DOCUMENT EXCERPT |
↓↓↓

The applicant seeks a review of that decision and filed an application on 21st March 2006. He filed an amended application on 29th June.
In that amended application the applicant sets out two grounds claiming that the Tribunal did not give the applicant an opportunity to comment on the letter submitted on 30th January 2006 from the IUML. The applicant claimed this was a denial of procedural fairness and a jurisdictional error.
The applicant also claims in the second ground that there was country information before the Tribunal that in Kerala there are occasional attacks against Muslims and in the light of this country information, even though the Tribunal did not accept the incidents the applicant claimed to have experienced in 2003 and 2005, that the Tribunal failed to consider the question of whether there was a real chance that the applicant would suffer an attack in the reasonably foreseeable future on the basis that he was a Muslim. That too, the applicant claims, is a jurisdictional error.
The applicant filed a written outline of submissions on 15th September in which he sets out a history of the applications for a visa and review of those decisions and sets out three issues. The first issue relates to the letter from the IUML submitted on 30th January and the applicant's claim that the Tribunal did not give him an opportunity to comment on it, leading to a denial of procedural fairness and subsequent jurisdictional error.

↑↑↑

REQUIREMENTS |
1. Decide whether each statement below agrees with the judgment excerpt, answering yes or no and quoting the words of the excerpt that settle it:
(a) The applicant filed an amended application on 29th June.
(b) The IUML letter was submitted on 21st March 2006.
(c) The written outline of submissions sets out two issues.
2. Resume the judgment excerpt after its final sentence and keep writing it in the same style.
The material that follows was taken from a separate source.

LISTING |
↓↓↓

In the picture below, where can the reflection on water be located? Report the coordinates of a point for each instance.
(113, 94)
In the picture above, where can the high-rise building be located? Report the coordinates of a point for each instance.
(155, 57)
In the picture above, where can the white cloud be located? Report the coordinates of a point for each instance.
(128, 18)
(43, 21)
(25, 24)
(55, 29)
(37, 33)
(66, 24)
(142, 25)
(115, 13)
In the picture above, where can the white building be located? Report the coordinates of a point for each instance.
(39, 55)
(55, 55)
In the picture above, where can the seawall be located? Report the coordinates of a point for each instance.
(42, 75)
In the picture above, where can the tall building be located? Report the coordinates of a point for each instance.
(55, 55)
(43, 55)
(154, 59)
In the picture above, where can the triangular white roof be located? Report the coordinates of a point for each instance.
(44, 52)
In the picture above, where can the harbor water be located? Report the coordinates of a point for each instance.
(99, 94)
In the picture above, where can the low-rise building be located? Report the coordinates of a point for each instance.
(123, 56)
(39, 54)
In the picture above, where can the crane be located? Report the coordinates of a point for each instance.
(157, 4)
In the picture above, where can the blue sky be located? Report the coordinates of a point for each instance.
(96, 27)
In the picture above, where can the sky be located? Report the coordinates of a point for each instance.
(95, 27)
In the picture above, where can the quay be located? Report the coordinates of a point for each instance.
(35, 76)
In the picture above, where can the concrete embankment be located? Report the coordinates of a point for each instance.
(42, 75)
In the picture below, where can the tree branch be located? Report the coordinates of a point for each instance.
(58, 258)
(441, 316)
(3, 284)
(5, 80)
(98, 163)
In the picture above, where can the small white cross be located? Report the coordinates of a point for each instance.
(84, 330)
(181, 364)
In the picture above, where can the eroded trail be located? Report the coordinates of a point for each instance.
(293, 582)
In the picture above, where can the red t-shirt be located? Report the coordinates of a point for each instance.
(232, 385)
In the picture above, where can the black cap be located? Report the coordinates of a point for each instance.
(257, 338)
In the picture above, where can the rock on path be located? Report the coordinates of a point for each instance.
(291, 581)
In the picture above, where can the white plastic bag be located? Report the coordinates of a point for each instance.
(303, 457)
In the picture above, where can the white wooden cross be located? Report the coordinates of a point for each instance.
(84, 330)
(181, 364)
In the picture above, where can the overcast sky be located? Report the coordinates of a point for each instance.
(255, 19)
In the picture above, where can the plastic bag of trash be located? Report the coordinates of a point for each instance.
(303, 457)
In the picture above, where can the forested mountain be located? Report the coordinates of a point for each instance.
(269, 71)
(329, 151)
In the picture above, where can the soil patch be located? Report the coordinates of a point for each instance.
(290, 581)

↑↑↑

ANSWERS TO EACH TASK |
1.
(a) Yes: "He filed an amended application on 29th June."
(b) No: "the letter submitted on 30th January 2006 from the IUML"
(c) No: "sets out three issues"

2.
The second issue is that the applicant submits four letters from different organisations to show his social activities. Those letters were attached to the submission. They are dated the 18th June, 1st June,
15th June and 20th June 2006. These are documents which were not before the tribunal even though the applicant said that he made reference to them orally in his evidence before the Tribunal. Nevertheless, as the letters were not themselves before the Tribunal and indeed they had not come into existence at the time of the Tribunal hearing, they are inadmissible in evidence and cannot be considered.
The third issue raised by the applicant related to the country information that in Kerala there are occasional attacks against Muslims and the applicant reiterates his claim that the tribunal failed to consider whether there was a real chance that he would suffer an attack in the reasonably foreseeable future on the basis that he was a Muslim, notwithstanding the fact that the Tribunal did not accept that incidents in 2003 and 2005 had occurred.
The applicant made oral submissions to the Court which related to a challenge to the merits of the Tribunal decision saying that he cannot go back to India because of the problems there. He reiterated his claim of involvement over a period of time with the IUML.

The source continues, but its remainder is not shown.